▸ **Tugas yang Diberikan A**:
Menurut teks tentang iman, apa arti iman secara bahasa?
▸ **Tugas yang Diberikan B**:
Sunting teks tentang iman: tulis ulang bagian yang dimulai dengan "Dalam hadits dari" dan berlanjut sampai "berkurang dengan maksiat.", dengan "jalanan" diganti menjadi "jalan".
▸ **Tugas yang Diberikan C**:
Berdasarkan teks tentang iman, jelaskan mengapa pengakuan sebagai muslim dari orang yang mengucapkan laa ilaha illallah tetapi enggan shalat sama sekali disebut pengakuan yang dusta.

▸ **Blok Teks**:
====================
Dalam keyakinan yang benar yaitu keyakinan Ahlus Sunnah wal Jama’ah yang sesuai pemahaman Nabi shallallahu ‘alaihi wa sallam dan para sahabat, iman itu tidak cukup keyakinan dalam hati, tetapi harus diucapkan di lisan dan dibuktikan dalam amal perbuatan anggota badan. Jadi, ada tiga komponen di dalam iman. Jika seseorang mengucapkan laa ilaha illallah, namun tiada amalan dalam hidupnya, seperti enggan untuk shalat sama sekali, maka pengakuannya sebagai muslim hanyalah pengakuan yang dusta.
Dalam hadits dari Abu Hurairah disebutkan bahwa Rasulullah shallallahu ‘alaihi wa sallambersabda,
الإِيمَانُ بِضْعٌ وَسَبْعُونَ أَوْ بِضْعٌ وَسِتُّونَ شُعْبَةً فَأَفْضَلُهَا قَوْلُ لاَ إِلَهَ إِلاَّ اللَّهُ وَأَدْنَاهَا إِمَاطَةُ الأَذَى عَنِ الطَّرِيقِ وَالْحَيَاءُ شُعْبَةٌ مِنَ الإِيمَانِ
“Iman itu ada 70 atau 60 sekian cabang. Yang paling tinggi adalah perkataan ‘laa ilaha illallah’ (tiada sesembahan yang berhak disembah selain Allah), yang paling rendah adalah menyingkirkan gangguan dari jalanan, dan sifat malu merupakan bagian dari iman.” (HR. Bukhari no. 9 dan Muslim no. 35).
Cabang Iman
Iman secara bahasa berarti tashdiq (membenarkan). Sedangkan secara istilah syar’i, iman adalah perkataan di lisan, keyakinan dalam hati, amalan dengan anggota badan, bertambah dengan melakukan ketaatan dan berkurang dengan maksiat.
====================
▸ **Data yang Diberikan**:
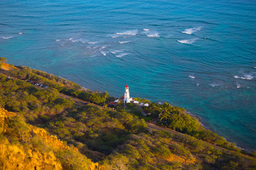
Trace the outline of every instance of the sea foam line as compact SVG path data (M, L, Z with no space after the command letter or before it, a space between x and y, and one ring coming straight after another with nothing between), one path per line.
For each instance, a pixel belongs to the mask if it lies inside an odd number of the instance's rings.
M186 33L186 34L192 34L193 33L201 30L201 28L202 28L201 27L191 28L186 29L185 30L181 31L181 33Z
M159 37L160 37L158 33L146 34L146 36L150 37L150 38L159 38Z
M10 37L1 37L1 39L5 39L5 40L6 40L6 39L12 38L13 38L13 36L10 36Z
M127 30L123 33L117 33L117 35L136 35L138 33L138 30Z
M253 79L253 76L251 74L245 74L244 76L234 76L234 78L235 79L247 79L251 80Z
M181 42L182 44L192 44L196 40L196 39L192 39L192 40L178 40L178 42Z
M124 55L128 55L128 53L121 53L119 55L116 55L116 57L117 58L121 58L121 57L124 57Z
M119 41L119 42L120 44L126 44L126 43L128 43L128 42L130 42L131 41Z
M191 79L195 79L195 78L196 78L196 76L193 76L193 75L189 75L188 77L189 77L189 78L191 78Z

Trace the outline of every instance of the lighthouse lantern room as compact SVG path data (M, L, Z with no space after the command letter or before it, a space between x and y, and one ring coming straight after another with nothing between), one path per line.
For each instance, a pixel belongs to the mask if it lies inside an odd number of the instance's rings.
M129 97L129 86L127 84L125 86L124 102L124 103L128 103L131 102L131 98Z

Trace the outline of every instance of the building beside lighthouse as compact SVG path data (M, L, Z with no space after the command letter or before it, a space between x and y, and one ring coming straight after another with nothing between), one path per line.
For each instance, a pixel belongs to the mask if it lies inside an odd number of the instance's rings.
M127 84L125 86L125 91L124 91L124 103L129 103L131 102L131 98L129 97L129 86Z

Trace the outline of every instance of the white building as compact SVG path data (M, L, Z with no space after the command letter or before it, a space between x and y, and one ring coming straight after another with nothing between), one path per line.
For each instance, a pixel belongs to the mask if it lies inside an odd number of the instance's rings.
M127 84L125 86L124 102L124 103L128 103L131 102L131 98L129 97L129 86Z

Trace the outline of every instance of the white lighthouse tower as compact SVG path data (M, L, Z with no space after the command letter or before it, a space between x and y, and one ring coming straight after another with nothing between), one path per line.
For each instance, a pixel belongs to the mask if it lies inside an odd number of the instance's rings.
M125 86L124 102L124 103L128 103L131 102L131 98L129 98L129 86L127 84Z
====================
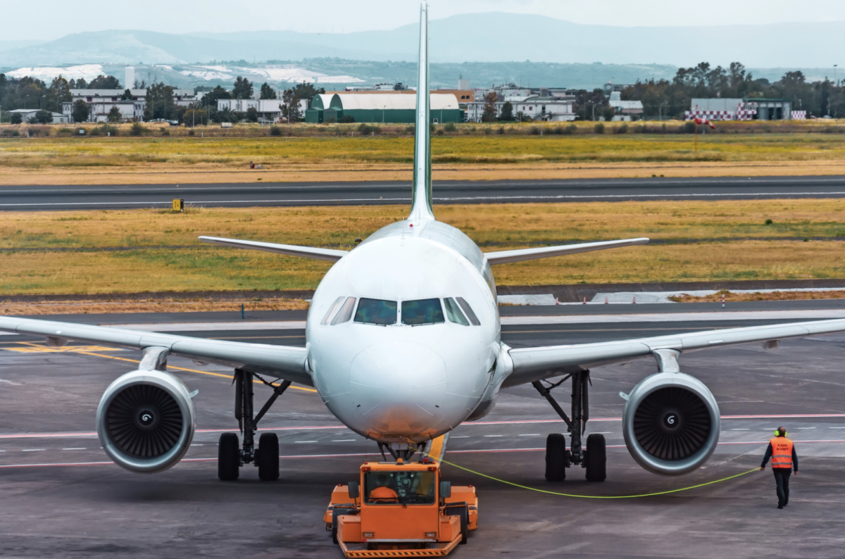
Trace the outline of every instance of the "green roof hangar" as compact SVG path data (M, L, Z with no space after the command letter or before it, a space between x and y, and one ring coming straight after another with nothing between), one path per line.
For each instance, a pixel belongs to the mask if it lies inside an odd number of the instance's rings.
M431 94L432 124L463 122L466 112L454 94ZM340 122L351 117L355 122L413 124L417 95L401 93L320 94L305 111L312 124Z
====================
▸ **Hasil Tugas A**:
Tashdiq, yaitu membenarkan.

▸ **Hasil Tugas B**:
Dalam hadits dari Abu Hurairah disebutkan bahwa Rasulullah shallallahu ‘alaihi wa sallambersabda,
الإِيمَانُ بِضْعٌ وَسَبْعُونَ أَوْ بِضْعٌ وَسِتُّونَ شُعْبَةً فَأَفْضَلُهَا قَوْلُ لاَ إِلَهَ إِلاَّ اللَّهُ وَأَدْنَاهَا إِمَاطَةُ الأَذَى عَنِ الطَّرِيقِ وَالْحَيَاءُ شُعْبَةٌ مِنَ الإِيمَانِ
“Iman itu ada 70 atau 60 sekian cabang. Yang paling tinggi adalah perkataan ‘laa ilaha illallah’ (tiada sesembahan yang berhak disembah selain Allah), yang paling rendah adalah menyingkirkan gangguan dari jalan, dan sifat malu merupakan bagian dari iman.” (HR. Bukhari no. 9 dan Muslim no. 35).
Cabang Iman
Iman secara bahasa berarti tashdiq (membenarkan). Sedangkan secara istilah syar’i, iman adalah perkataan di lisan, keyakinan dalam hati, amalan dengan anggota badan, bertambah dengan melakukan ketaatan dan berkurang dengan maksiat.

▸ **Hasil Tugas C**:
Menurut keyakinan Ahlus Sunnah wal Jama'ah, iman tidak cukup berupa keyakinan dalam hati. Iman juga harus diucapkan di lisan dan dibuktikan dengan amal perbuatan anggota badan. Orang tersebut tidak memiliki amalan dalam hidupnya, sehingga salah satu dari tiga komponen iman tidak terpenuhi.